++++ MATERIAL SUPPLIED

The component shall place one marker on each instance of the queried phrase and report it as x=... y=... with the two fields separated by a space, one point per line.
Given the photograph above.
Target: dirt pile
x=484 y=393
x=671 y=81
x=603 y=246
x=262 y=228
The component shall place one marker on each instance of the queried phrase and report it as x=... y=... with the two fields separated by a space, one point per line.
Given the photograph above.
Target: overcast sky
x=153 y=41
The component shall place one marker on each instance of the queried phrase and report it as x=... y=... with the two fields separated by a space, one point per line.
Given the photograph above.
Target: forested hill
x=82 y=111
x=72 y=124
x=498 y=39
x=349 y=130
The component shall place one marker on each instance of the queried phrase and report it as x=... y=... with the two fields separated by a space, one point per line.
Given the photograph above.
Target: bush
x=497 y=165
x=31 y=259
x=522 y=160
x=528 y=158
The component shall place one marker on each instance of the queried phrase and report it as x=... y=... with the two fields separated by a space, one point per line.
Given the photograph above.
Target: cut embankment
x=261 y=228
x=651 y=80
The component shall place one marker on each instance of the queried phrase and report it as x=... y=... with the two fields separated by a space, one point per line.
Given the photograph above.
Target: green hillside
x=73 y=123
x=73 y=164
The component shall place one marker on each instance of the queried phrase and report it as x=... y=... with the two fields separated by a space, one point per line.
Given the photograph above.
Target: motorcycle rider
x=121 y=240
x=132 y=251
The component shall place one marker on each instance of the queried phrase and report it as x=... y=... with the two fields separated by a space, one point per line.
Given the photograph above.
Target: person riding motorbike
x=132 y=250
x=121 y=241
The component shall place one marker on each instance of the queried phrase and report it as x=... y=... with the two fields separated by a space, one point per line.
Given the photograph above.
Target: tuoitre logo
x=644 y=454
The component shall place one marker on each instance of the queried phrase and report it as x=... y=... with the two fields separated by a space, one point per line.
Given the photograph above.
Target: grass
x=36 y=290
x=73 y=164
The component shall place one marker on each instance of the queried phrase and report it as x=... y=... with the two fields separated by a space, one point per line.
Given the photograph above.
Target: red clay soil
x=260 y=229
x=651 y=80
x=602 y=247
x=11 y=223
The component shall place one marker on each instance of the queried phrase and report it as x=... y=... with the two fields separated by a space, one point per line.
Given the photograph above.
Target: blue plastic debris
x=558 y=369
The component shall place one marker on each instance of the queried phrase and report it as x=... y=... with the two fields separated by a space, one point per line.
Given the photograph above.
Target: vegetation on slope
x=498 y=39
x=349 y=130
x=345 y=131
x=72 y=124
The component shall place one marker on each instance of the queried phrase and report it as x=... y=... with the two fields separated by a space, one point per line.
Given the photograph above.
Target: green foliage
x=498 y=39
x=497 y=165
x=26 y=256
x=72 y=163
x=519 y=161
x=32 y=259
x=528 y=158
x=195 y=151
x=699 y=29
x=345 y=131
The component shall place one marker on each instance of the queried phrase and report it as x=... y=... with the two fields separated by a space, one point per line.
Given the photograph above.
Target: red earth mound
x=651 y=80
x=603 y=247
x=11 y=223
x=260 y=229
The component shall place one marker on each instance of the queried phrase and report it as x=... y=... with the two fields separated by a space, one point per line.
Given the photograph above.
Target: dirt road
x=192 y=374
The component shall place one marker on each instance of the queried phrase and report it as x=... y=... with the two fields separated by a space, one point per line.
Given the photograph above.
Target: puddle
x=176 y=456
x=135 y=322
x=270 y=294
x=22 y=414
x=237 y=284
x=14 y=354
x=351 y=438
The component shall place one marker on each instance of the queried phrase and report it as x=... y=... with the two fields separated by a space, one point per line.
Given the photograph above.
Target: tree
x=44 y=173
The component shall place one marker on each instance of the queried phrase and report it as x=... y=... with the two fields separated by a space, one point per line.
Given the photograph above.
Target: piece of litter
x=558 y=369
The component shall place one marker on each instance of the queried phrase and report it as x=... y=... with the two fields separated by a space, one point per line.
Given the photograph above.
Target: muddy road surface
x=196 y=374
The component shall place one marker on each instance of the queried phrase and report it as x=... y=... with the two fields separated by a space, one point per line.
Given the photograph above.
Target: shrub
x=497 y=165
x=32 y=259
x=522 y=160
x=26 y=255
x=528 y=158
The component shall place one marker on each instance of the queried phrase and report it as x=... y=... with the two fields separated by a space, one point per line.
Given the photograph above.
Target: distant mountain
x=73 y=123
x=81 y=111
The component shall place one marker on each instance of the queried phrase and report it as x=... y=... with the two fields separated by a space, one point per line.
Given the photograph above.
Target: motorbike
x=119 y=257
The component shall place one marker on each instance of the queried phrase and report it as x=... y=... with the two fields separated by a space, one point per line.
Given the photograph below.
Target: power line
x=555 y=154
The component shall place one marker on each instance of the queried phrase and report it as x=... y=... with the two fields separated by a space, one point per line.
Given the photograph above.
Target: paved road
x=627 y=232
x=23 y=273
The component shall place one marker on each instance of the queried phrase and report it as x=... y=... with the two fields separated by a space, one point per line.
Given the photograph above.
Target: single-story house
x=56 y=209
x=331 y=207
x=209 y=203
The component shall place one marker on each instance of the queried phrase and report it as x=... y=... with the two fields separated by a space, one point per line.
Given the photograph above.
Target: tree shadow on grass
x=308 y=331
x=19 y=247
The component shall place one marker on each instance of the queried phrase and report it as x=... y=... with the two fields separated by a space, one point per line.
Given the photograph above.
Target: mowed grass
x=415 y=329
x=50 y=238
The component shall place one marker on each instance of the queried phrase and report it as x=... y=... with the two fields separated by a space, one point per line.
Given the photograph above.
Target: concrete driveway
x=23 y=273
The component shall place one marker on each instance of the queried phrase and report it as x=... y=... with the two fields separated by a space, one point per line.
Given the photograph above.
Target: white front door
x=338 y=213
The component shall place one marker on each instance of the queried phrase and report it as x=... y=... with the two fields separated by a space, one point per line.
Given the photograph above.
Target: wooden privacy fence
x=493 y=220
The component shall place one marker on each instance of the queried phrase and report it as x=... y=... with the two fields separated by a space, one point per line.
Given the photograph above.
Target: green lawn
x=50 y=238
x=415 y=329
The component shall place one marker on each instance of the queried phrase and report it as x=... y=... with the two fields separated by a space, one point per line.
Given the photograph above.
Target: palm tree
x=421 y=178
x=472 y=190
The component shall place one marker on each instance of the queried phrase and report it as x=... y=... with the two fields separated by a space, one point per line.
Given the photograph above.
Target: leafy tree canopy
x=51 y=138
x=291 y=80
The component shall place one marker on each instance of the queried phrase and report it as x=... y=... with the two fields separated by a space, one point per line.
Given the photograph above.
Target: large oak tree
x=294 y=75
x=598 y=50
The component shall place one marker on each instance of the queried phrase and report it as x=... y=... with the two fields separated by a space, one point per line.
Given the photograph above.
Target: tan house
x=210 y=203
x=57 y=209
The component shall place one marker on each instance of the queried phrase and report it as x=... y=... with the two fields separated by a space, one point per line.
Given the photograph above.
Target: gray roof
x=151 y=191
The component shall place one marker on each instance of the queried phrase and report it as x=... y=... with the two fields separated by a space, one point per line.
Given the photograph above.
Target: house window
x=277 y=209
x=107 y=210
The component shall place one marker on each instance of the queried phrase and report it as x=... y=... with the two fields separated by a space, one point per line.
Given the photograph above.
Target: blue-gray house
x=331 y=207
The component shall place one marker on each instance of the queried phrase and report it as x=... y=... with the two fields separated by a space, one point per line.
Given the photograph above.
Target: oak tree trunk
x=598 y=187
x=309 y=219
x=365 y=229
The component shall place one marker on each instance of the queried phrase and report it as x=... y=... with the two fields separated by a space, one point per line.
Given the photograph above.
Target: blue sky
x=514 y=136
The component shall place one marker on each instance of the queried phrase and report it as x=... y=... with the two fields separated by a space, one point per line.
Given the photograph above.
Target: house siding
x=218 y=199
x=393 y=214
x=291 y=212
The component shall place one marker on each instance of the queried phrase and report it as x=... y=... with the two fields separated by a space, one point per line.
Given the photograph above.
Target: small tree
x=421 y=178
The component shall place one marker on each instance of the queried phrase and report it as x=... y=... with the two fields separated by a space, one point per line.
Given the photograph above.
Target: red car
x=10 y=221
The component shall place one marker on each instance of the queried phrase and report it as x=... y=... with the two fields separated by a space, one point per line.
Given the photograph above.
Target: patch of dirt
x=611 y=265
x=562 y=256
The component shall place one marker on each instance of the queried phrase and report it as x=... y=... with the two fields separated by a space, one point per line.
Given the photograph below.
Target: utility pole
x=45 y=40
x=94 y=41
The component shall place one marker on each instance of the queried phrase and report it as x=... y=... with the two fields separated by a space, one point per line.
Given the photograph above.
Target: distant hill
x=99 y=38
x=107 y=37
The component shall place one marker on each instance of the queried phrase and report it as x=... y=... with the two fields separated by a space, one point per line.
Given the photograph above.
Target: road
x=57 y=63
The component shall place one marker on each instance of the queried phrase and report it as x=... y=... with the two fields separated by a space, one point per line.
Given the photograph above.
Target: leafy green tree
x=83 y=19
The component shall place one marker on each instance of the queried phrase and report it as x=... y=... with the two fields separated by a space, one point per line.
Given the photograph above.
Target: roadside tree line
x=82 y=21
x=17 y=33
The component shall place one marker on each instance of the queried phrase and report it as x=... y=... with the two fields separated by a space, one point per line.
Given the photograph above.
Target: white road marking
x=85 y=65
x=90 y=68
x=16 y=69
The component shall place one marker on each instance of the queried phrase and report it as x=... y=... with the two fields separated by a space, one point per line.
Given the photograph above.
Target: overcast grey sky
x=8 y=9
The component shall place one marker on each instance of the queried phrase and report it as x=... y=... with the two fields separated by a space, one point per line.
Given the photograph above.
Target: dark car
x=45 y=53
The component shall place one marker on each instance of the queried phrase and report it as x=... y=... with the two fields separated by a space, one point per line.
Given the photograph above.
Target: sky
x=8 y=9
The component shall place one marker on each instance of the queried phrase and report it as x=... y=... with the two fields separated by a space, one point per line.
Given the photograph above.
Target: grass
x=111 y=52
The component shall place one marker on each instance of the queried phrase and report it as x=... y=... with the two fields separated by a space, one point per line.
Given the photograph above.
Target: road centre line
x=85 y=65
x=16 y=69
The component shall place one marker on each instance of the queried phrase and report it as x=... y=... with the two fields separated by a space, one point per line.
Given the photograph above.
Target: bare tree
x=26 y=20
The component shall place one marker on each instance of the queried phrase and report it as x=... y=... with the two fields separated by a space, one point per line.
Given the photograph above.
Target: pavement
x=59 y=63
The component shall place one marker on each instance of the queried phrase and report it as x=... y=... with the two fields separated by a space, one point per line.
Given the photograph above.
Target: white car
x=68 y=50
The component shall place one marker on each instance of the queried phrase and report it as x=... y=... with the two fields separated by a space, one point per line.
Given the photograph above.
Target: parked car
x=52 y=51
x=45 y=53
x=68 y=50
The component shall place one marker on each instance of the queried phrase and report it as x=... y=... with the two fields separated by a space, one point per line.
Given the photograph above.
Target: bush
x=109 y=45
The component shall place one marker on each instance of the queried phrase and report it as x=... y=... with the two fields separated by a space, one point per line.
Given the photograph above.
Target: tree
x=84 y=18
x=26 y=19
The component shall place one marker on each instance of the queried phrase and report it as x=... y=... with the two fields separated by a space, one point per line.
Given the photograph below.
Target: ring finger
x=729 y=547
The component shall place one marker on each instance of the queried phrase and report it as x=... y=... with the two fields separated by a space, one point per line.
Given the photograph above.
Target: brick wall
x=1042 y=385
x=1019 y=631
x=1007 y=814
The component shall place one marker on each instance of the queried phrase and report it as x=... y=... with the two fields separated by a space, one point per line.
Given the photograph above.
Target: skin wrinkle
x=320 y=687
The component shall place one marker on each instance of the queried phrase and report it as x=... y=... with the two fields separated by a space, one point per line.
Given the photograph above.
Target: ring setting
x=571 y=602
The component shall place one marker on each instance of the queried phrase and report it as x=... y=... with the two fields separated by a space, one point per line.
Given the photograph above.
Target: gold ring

++++++++

STATED TASK: Identify each line in the entries above that contains the word "house", and copy those lines.

TASK RESULT:
Target: single-story house
Target: tan house
Target: house window
Target: blue-gray house
Target: house siding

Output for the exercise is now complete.